__BRIEF A__. List every person named in the essay about Uncle Bill.
__BRIEF B__. Edit a passage of the essay about Uncle Bill by changing "creek" to "stream" throughout. Start at the words "My Uncle Bill had" and stop after "the worship experience.".
***** DOCUMENT TEXT *****
My Uncle Bill’s life was celebrated, and he was mourned and shown to his final resting place last month on the same Thursday and Friday in June that over a thousand remembered the gentle giant, Father Barry McLean. Both the men died on the same day. Two excellent examples of the faith, gone, just like that.
My Uncle Bill had a huge influence in my life. It was 1973 when I visited him and my Aunt Loretta, another marvelous example of character in our family, in their suburban Columbus, Ohio, home. In the corner of their backyard were a set of stairs that led to a pathway across a creek. Over the creek was a snow-covered meadow and I remember distinctly walking across it even after almost 40 years. My memories, I suppose, remain so great of that walk because at the end of it was a church, St. Pius X, my aunt and uncle’s home parish.
I still remember my first Mass and the serenity and peace I felt. The feeling of calm I was left with. The newness of the worship experience.
Having been born a Southern Baptist, I was used to a somewhat different way of hearing the Word, and though I still count my childhood preacher, Brother Henry Kinkade, and Billy Graham as two major spiritual influences in my life, I will never forget the experience of that first Mass.
It would be 10 years before I was again treated to the Catholic way, when I met my wife Karen and went through RCIA.
My family never really opposed my move to Catholicism -- after all, Uncle Bill and Aunt Loretta were strongholds of the faith. When Karen and I told my parents I would be converting, though my mother had some hesitation, my father, I distinctly remember, simply said, “As long as you believe in Jesus, I don’t care how you do it.”
My Uncle Bill used to write letters, back when letter writing was how extended families communicated. Long distance charges were too much for most families, especially when they piled up every month. So my Uncle Bill would write letters and my father would sit in the living room and read them to my mom and me back in the day. And I loved those letters.
***** INFORMATION PROVIDED *****
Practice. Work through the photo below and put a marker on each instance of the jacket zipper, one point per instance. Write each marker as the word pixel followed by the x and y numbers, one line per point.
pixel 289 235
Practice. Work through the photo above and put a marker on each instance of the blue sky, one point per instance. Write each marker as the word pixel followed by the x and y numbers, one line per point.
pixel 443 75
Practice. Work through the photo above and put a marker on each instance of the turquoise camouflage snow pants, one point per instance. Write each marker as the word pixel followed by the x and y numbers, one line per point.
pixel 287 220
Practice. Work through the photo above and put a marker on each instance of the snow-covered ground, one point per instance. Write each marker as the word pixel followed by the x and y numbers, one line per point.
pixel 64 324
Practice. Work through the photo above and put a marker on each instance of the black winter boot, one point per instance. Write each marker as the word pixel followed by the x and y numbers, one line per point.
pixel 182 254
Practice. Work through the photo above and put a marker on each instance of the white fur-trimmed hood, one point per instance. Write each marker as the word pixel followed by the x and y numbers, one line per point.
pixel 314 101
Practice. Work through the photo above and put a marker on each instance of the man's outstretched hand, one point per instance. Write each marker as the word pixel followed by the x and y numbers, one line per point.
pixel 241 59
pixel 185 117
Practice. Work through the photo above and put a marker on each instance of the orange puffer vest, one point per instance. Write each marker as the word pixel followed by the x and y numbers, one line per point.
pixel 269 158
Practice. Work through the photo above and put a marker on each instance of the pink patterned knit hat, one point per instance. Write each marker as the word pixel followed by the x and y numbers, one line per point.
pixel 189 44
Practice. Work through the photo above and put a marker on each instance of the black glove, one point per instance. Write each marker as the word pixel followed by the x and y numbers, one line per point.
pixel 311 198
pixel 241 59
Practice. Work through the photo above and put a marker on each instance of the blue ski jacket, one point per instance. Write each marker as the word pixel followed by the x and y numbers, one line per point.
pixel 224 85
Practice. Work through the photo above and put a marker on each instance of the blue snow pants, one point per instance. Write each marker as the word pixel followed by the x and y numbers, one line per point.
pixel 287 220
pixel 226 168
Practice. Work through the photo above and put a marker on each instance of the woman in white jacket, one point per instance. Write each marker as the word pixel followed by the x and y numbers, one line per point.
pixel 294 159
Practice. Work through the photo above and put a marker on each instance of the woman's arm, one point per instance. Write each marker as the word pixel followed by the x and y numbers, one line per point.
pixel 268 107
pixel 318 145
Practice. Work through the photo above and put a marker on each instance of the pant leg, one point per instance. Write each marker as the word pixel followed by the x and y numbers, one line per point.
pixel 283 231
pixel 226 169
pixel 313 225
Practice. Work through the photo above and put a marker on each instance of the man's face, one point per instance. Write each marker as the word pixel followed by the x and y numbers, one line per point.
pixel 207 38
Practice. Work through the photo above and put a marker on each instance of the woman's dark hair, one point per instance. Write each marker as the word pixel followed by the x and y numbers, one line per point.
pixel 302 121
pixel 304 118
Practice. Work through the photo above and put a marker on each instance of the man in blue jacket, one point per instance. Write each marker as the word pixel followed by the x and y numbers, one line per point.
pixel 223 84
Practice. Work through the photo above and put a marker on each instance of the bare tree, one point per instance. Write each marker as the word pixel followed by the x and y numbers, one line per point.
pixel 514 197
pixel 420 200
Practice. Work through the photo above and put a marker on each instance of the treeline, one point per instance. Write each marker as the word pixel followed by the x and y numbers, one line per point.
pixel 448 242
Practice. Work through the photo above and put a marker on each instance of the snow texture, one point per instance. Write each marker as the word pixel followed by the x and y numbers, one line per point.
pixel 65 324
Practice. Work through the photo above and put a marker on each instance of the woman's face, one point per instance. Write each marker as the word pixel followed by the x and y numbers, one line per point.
*****
__RESULT A__.
- Uncle Bill
- Father Barry McLean
- Aunt Loretta
- Karen
- Brother Henry Kinkade
- Billy Graham

__RESULT B__.
My Uncle Bill had a huge influence in my life. It was 1973 when I visited him and my Aunt Loretta, another marvelous example of character in our family, in their suburban Columbus, Ohio, home. In the corner of their backyard were a set of stairs that led to a pathway across a stream. Over the stream was a snow-covered meadow and I remember distinctly walking across it even after almost 40 years. My memories, I suppose, remain so great of that walk because at the end of it was a church, St. Pius X, my aunt and uncle’s home parish.
I still remember my first Mass and the serenity and peace I felt. The feeling of calm I was left with. The newness of the worship experience.